§ Selected extract

|---|

These Carrot Cake Cupcakes are a delightful blend of moist, spiced carrot cake topped with a creamy frosting. Perfect for any occasion, they balance sweetness and spice beautifully.


Ingredients

Scale
  • 2 cups of grated carrots
  • 1 ½ cups of all-purpose flour
  • 1 teaspoon of baking soda
  • 1 teaspoon of baking powder
  • 1 teaspoon of cinnamon
  • ½ teaspoon of nutmeg
  • ½ teaspoon of ginger
  • 1 cup of granulated sugar
  • ½ cup of brown sugar
  • ½ cup of vegetable oil
  • 3 large eggs
  • ½ cup of chopped walnuts or pecans (optional)
  • 8 oz of cream cheese
  • ½ cup of unsalted butter
  • 4 cups of powdered sugar
  • 1 teaspoon of vanilla extract

Instructions

  1. Preheat the oven: Start by preheating your oven to 350°F (175°C). Line a 12-cup muffin tin with cupcake liners.

|---|

§ Questions to answer
(a) Please answer these questions about the carrot cake cupcake recipe:
(i) How many large eggs does it call for?
(ii) To what temperature is the oven preheated?
(iii) What size muffin tin is lined with cupcake liners?
(b) In the carrot cake cupcake recipe, change "creamy" to "rich" and write out the passage from "These Carrot Cake" up to and including "and spice beautifully." with that change.

(Region pointing rows)
|---|

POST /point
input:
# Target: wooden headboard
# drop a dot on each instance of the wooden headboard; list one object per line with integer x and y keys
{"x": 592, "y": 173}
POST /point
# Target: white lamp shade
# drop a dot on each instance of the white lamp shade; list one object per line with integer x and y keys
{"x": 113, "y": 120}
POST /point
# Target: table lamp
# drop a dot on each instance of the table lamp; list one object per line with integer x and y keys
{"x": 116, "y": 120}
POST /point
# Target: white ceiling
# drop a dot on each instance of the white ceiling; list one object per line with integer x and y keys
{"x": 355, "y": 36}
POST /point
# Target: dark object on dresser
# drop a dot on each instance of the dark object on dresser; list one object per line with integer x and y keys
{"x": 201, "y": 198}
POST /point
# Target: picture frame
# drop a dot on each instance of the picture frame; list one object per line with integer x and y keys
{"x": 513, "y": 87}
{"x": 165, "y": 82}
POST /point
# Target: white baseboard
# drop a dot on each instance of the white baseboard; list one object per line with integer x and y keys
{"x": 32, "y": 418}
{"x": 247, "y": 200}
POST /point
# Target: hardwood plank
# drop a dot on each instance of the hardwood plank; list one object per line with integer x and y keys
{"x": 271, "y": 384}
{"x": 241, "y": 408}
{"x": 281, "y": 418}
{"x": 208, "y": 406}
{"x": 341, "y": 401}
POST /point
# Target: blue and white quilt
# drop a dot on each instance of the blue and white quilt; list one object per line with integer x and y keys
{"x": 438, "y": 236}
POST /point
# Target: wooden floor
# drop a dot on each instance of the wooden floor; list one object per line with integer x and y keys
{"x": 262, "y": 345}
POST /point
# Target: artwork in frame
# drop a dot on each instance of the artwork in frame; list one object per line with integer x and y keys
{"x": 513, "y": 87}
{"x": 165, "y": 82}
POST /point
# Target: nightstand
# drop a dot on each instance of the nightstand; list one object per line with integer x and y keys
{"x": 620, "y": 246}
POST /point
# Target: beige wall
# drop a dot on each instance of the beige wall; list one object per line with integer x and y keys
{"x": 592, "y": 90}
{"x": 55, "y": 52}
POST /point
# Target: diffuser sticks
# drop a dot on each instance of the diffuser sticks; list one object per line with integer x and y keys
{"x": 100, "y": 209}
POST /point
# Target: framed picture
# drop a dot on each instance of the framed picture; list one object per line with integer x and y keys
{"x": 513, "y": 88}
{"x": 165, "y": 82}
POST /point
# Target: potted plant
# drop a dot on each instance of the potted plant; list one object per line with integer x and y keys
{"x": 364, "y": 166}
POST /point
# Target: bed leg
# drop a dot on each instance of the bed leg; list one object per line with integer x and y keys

|---|

§ Written answers
(a)
(i) 3
(ii) 350°F (175°C)
(iii) A 12-cup muffin tin

(b)
These Carrot Cake Cupcakes are a delightful blend of moist, spiced carrot cake topped with a rich frosting. Perfect for any occasion, they balance sweetness and spice beautifully.